Task description -
Rewrite each of the entries below, putting "place one marker" wherever "drop one marker" occurs and leaving every other word unchanged.
########
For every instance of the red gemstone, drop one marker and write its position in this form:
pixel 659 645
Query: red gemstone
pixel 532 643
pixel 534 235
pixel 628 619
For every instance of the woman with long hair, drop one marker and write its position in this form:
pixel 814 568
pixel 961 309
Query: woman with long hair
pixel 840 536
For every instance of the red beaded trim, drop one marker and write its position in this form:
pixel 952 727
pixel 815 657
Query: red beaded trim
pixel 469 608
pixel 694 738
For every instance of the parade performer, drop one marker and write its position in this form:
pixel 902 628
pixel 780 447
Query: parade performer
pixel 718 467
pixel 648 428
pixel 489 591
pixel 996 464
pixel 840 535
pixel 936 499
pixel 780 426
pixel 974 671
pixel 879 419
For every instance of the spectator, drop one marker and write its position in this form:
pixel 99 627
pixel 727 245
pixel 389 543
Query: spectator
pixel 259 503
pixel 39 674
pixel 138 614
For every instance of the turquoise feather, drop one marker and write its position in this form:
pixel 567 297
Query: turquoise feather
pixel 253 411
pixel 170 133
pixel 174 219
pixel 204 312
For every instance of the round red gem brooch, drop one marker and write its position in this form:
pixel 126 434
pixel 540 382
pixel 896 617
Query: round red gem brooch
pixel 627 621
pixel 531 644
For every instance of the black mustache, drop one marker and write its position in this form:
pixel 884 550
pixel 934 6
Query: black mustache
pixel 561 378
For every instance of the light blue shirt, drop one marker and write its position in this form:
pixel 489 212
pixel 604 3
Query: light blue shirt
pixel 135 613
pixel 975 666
########
Final result -
For every instance of the red gemstone, place one marker and write its position in this form:
pixel 659 645
Query: red gemstone
pixel 532 643
pixel 534 235
pixel 628 619
For every instance of the woman with long hair, place one marker and write its position in this form:
pixel 814 568
pixel 961 309
Query: woman with long hair
pixel 840 536
For every instance of the red beaded trim, place one marker and write its position in this form:
pixel 952 727
pixel 815 657
Query: red beaded trim
pixel 469 608
pixel 694 738
For every instance of the parade performer, place one marker and write its position in this form:
pixel 902 628
pixel 780 447
Query: parade performer
pixel 718 467
pixel 648 428
pixel 489 591
pixel 996 464
pixel 840 535
pixel 936 499
pixel 780 426
pixel 974 671
pixel 879 419
For every instance of the spectator, place one marker and write its position in this form:
pixel 99 627
pixel 727 245
pixel 389 543
Query: spectator
pixel 259 503
pixel 39 674
pixel 138 614
For every instance of the turquoise feather, place one marker and write its position in this form:
pixel 567 297
Query: turquoise feather
pixel 253 411
pixel 170 133
pixel 174 219
pixel 204 312
For every instance of the round red gem brooch, place one marker and write its position in this form:
pixel 126 434
pixel 540 382
pixel 896 617
Query: round red gem brooch
pixel 627 621
pixel 531 644
For every instance of the black mustache, place one marker and write its position in this form:
pixel 884 550
pixel 934 6
Query: black mustache
pixel 561 378
For every instance of the light blue shirt, place one marker and write its position in this form:
pixel 489 212
pixel 604 3
Query: light blue shirt
pixel 135 613
pixel 975 666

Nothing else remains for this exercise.